→ **Given request**
Please turn the lines below into a numbered list, skipping any blank lines, and leave the pictures out of your answer.

→ **Extracted data entries**
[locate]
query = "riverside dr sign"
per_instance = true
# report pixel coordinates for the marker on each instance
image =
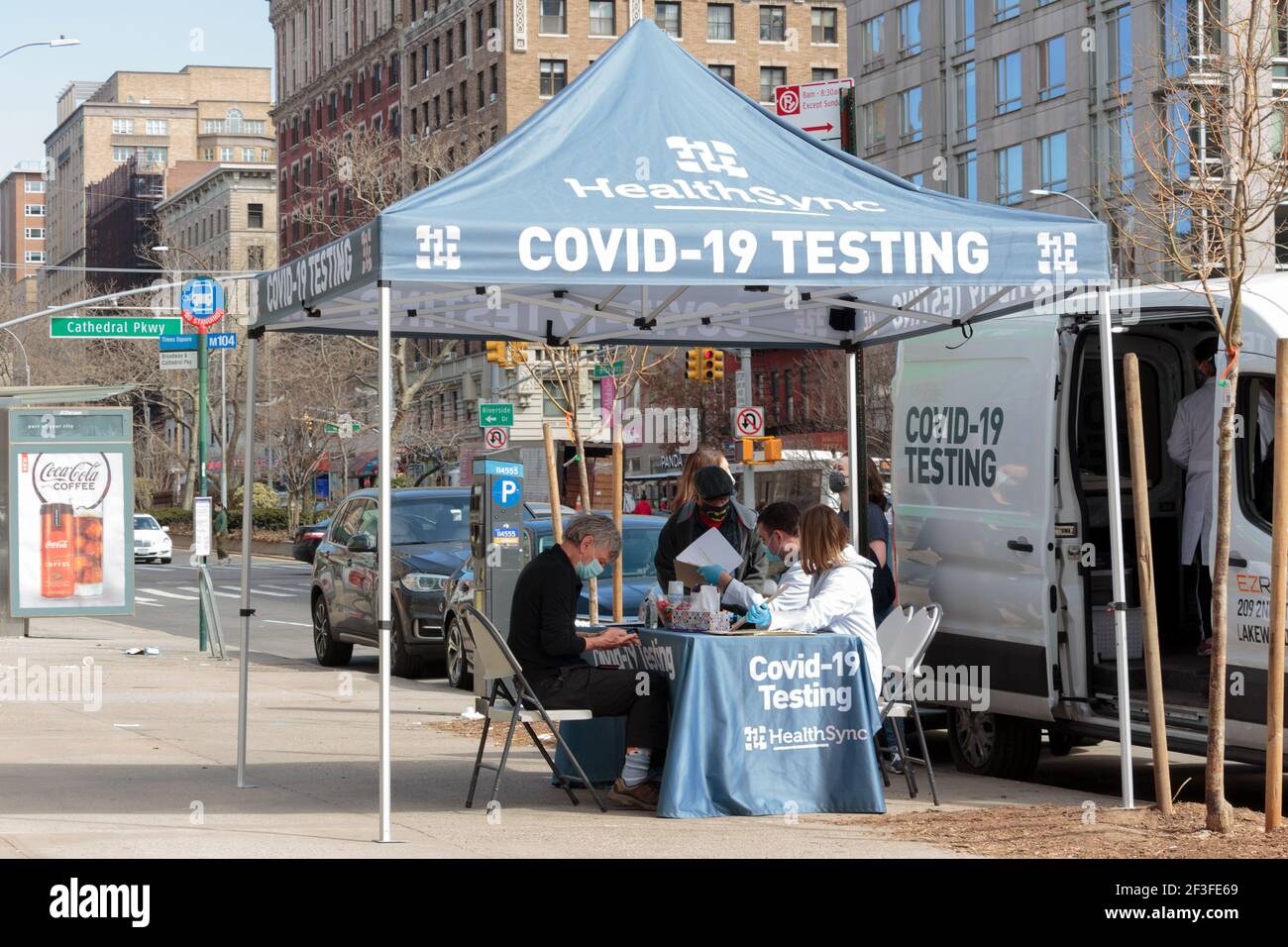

→ **Result of this exercise**
1. [locate]
2. query = "riverside dr sign"
3. per_instance = true
4. # report pixel coordinates for the marker on each instance
5. image =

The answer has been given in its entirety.